Repeat exactly the lines from the line containing "point: frying pan" through the last line of the records below, inclusive, and nothing else.

================

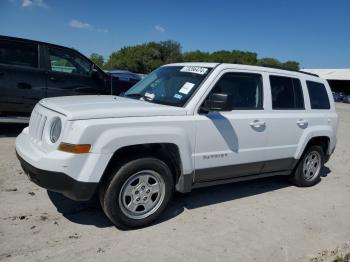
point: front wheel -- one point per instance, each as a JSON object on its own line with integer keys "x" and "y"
{"x": 308, "y": 170}
{"x": 138, "y": 192}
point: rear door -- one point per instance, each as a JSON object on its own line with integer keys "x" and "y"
{"x": 71, "y": 74}
{"x": 22, "y": 81}
{"x": 286, "y": 121}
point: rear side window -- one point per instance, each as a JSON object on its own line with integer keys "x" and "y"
{"x": 246, "y": 90}
{"x": 286, "y": 93}
{"x": 18, "y": 53}
{"x": 318, "y": 95}
{"x": 68, "y": 62}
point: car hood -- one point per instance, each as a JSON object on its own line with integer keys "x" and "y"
{"x": 96, "y": 106}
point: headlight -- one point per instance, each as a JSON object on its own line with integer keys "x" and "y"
{"x": 55, "y": 130}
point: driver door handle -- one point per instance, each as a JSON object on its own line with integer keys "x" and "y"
{"x": 257, "y": 123}
{"x": 302, "y": 122}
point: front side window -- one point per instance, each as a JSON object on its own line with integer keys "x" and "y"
{"x": 68, "y": 62}
{"x": 318, "y": 95}
{"x": 169, "y": 85}
{"x": 245, "y": 88}
{"x": 286, "y": 93}
{"x": 18, "y": 53}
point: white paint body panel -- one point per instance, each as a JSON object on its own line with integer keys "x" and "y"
{"x": 109, "y": 123}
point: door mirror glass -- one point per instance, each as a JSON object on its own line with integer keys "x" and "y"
{"x": 218, "y": 102}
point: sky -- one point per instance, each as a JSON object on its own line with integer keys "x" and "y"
{"x": 314, "y": 33}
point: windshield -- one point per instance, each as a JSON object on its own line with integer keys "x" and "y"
{"x": 169, "y": 85}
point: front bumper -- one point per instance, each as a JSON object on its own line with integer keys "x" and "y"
{"x": 59, "y": 182}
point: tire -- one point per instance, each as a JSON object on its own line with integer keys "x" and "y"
{"x": 305, "y": 174}
{"x": 137, "y": 193}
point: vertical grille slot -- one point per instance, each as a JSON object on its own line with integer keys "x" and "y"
{"x": 36, "y": 125}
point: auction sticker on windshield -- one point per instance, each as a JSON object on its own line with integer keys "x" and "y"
{"x": 194, "y": 69}
{"x": 186, "y": 88}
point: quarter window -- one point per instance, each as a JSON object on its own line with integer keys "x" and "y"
{"x": 18, "y": 53}
{"x": 286, "y": 93}
{"x": 68, "y": 62}
{"x": 318, "y": 95}
{"x": 246, "y": 90}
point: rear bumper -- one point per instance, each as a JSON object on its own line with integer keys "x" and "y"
{"x": 59, "y": 182}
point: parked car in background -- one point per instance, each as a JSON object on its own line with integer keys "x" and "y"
{"x": 346, "y": 99}
{"x": 338, "y": 96}
{"x": 32, "y": 70}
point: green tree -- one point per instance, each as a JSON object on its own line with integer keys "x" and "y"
{"x": 97, "y": 59}
{"x": 145, "y": 57}
{"x": 292, "y": 65}
{"x": 196, "y": 56}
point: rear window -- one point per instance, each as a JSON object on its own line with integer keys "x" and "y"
{"x": 318, "y": 95}
{"x": 18, "y": 53}
{"x": 286, "y": 93}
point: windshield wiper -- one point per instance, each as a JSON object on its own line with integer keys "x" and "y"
{"x": 138, "y": 96}
{"x": 133, "y": 95}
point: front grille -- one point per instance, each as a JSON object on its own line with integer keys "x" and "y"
{"x": 36, "y": 125}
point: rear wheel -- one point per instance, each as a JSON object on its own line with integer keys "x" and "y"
{"x": 308, "y": 170}
{"x": 138, "y": 192}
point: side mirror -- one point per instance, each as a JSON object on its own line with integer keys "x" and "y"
{"x": 218, "y": 102}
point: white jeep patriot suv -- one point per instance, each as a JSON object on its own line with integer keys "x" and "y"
{"x": 182, "y": 127}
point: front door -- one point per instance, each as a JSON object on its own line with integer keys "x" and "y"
{"x": 22, "y": 82}
{"x": 231, "y": 144}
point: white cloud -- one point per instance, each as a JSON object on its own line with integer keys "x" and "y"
{"x": 29, "y": 3}
{"x": 78, "y": 24}
{"x": 159, "y": 28}
{"x": 74, "y": 23}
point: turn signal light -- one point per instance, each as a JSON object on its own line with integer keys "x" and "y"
{"x": 75, "y": 149}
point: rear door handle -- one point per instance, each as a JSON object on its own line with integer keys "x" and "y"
{"x": 302, "y": 123}
{"x": 56, "y": 79}
{"x": 257, "y": 123}
{"x": 24, "y": 86}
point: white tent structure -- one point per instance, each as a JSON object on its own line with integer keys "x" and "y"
{"x": 330, "y": 74}
{"x": 338, "y": 79}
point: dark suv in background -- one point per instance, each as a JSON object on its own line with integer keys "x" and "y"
{"x": 31, "y": 70}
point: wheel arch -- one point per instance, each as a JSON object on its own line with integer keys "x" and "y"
{"x": 169, "y": 153}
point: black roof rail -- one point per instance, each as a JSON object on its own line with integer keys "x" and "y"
{"x": 291, "y": 70}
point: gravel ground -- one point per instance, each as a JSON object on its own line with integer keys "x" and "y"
{"x": 262, "y": 220}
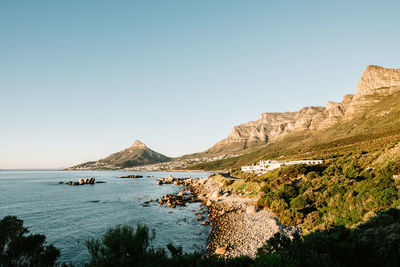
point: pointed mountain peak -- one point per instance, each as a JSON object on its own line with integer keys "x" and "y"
{"x": 138, "y": 144}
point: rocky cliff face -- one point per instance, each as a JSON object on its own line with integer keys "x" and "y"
{"x": 375, "y": 82}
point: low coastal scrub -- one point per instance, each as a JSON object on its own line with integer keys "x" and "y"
{"x": 19, "y": 248}
{"x": 374, "y": 243}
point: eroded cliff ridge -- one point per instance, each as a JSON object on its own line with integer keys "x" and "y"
{"x": 376, "y": 82}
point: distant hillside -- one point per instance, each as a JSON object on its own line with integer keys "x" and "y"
{"x": 367, "y": 122}
{"x": 136, "y": 155}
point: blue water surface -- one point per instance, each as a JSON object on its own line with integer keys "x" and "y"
{"x": 68, "y": 215}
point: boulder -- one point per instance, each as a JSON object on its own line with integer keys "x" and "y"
{"x": 251, "y": 210}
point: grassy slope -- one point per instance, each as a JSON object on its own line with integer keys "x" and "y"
{"x": 355, "y": 182}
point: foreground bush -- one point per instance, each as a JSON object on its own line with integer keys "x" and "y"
{"x": 19, "y": 248}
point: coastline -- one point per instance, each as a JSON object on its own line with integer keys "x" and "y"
{"x": 238, "y": 228}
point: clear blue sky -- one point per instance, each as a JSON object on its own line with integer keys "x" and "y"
{"x": 82, "y": 79}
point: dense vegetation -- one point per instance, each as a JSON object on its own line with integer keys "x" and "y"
{"x": 374, "y": 243}
{"x": 337, "y": 193}
{"x": 19, "y": 248}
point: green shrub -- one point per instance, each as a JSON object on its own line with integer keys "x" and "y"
{"x": 19, "y": 248}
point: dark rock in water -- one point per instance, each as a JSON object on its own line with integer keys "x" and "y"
{"x": 90, "y": 180}
{"x": 131, "y": 176}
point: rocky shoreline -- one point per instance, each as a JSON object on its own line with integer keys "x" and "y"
{"x": 238, "y": 228}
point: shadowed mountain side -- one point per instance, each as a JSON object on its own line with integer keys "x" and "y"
{"x": 375, "y": 84}
{"x": 136, "y": 155}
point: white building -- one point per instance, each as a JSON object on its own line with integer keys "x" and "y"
{"x": 267, "y": 165}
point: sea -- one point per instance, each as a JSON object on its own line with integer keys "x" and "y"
{"x": 69, "y": 215}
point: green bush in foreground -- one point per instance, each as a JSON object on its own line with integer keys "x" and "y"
{"x": 19, "y": 248}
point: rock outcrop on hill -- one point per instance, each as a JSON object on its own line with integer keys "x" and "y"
{"x": 375, "y": 82}
{"x": 136, "y": 155}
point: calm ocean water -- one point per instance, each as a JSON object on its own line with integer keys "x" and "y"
{"x": 68, "y": 215}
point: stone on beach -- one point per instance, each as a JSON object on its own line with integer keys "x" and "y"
{"x": 220, "y": 250}
{"x": 251, "y": 209}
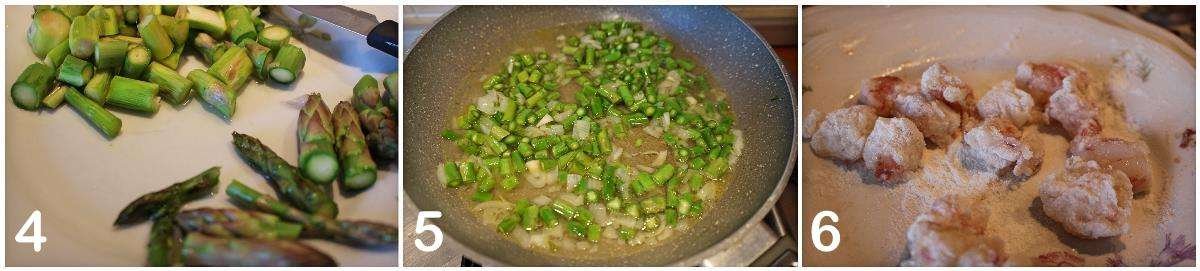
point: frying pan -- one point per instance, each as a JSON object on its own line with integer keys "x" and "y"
{"x": 442, "y": 70}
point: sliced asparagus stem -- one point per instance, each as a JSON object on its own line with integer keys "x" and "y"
{"x": 103, "y": 120}
{"x": 199, "y": 250}
{"x": 136, "y": 62}
{"x": 288, "y": 62}
{"x": 274, "y": 36}
{"x": 97, "y": 88}
{"x": 55, "y": 97}
{"x": 133, "y": 95}
{"x": 30, "y": 86}
{"x": 241, "y": 24}
{"x": 75, "y": 71}
{"x": 358, "y": 169}
{"x": 233, "y": 67}
{"x": 286, "y": 179}
{"x": 111, "y": 53}
{"x": 207, "y": 20}
{"x": 237, "y": 223}
{"x": 376, "y": 118}
{"x": 354, "y": 233}
{"x": 151, "y": 205}
{"x": 54, "y": 58}
{"x": 315, "y": 132}
{"x": 155, "y": 37}
{"x": 47, "y": 31}
{"x": 174, "y": 88}
{"x": 214, "y": 92}
{"x": 83, "y": 36}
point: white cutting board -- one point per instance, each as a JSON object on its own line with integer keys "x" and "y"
{"x": 59, "y": 164}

================

> _RESULT OF THIS TASK_:
point: frying pan -- one point per instance, each as a JSON object on its own line with integer keys "x" and "y"
{"x": 442, "y": 70}
point: sliced asparagus stem -- one point per instance, each as a JSON object on its own line with integer keys "x" and "y"
{"x": 103, "y": 120}
{"x": 199, "y": 250}
{"x": 136, "y": 62}
{"x": 288, "y": 62}
{"x": 274, "y": 36}
{"x": 97, "y": 88}
{"x": 55, "y": 97}
{"x": 133, "y": 95}
{"x": 30, "y": 86}
{"x": 241, "y": 24}
{"x": 75, "y": 71}
{"x": 358, "y": 169}
{"x": 233, "y": 67}
{"x": 286, "y": 179}
{"x": 111, "y": 53}
{"x": 207, "y": 20}
{"x": 237, "y": 223}
{"x": 376, "y": 118}
{"x": 354, "y": 233}
{"x": 151, "y": 205}
{"x": 54, "y": 58}
{"x": 315, "y": 132}
{"x": 155, "y": 37}
{"x": 47, "y": 31}
{"x": 174, "y": 88}
{"x": 214, "y": 92}
{"x": 83, "y": 36}
point: white cutting board -- one point per instance, each as a JSON object on its own line with integer keys "x" and "y"
{"x": 59, "y": 164}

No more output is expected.